→ **Exercise brief**
If a line in the entries includes "white", show that line.

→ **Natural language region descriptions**
'''

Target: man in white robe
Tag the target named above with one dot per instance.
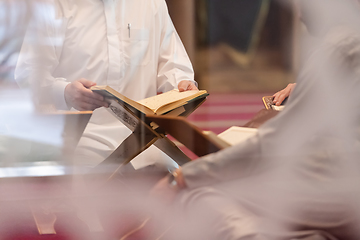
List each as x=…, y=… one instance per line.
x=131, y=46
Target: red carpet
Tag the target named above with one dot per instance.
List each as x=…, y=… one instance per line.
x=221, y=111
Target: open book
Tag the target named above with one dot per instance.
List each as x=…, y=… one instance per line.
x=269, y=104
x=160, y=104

'''
'''

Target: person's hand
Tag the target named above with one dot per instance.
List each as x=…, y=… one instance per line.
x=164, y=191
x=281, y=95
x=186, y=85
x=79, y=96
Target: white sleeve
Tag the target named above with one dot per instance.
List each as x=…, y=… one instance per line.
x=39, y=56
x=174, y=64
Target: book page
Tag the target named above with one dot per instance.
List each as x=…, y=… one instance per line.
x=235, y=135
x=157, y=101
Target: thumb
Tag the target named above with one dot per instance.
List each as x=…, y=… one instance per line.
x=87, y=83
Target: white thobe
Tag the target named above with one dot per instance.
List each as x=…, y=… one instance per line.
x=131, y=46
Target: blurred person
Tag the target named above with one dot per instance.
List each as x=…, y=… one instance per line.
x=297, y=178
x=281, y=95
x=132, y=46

'''

→ **Result of the task**
Target: man in white robe
Target: white sleeve
Target: white thobe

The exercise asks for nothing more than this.